#### [Your instructions]
Copy each line of the data below with the word "white".

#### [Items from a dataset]
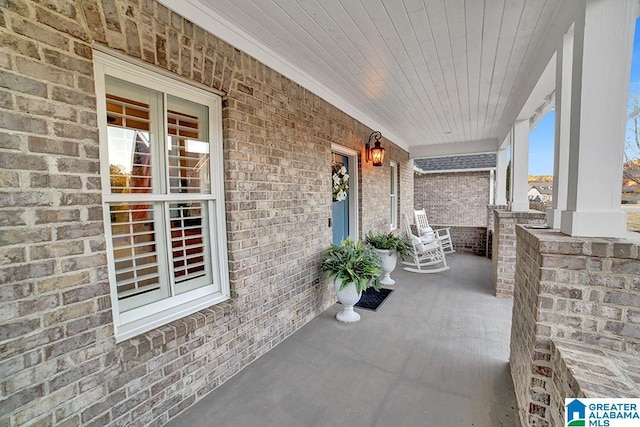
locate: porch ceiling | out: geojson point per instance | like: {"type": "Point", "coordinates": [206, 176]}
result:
{"type": "Point", "coordinates": [436, 77]}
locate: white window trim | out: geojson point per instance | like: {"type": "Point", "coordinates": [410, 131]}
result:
{"type": "Point", "coordinates": [148, 317]}
{"type": "Point", "coordinates": [393, 225]}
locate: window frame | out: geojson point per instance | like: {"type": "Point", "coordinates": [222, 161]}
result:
{"type": "Point", "coordinates": [136, 321]}
{"type": "Point", "coordinates": [393, 224]}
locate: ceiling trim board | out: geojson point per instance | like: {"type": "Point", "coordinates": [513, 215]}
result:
{"type": "Point", "coordinates": [197, 12]}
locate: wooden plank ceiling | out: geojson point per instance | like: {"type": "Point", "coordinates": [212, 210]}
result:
{"type": "Point", "coordinates": [425, 72]}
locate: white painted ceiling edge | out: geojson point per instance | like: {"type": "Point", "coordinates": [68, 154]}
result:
{"type": "Point", "coordinates": [531, 100]}
{"type": "Point", "coordinates": [204, 17]}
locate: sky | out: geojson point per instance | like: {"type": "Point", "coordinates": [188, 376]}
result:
{"type": "Point", "coordinates": [541, 137]}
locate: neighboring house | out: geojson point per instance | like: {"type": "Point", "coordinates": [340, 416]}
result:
{"type": "Point", "coordinates": [630, 195]}
{"type": "Point", "coordinates": [150, 251]}
{"type": "Point", "coordinates": [541, 192]}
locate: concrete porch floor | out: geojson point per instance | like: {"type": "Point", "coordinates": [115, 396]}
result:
{"type": "Point", "coordinates": [434, 354]}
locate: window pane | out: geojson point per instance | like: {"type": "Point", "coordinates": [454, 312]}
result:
{"type": "Point", "coordinates": [189, 245]}
{"type": "Point", "coordinates": [129, 160]}
{"type": "Point", "coordinates": [188, 146]}
{"type": "Point", "coordinates": [131, 117]}
{"type": "Point", "coordinates": [135, 253]}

#### [Response below]
locate: white window trim | out: geojson point per instance | like: {"type": "Point", "coordinates": [410, 131]}
locate: white painted ceiling edge | out: geojson point per instance | like: {"type": "Point", "coordinates": [68, 154]}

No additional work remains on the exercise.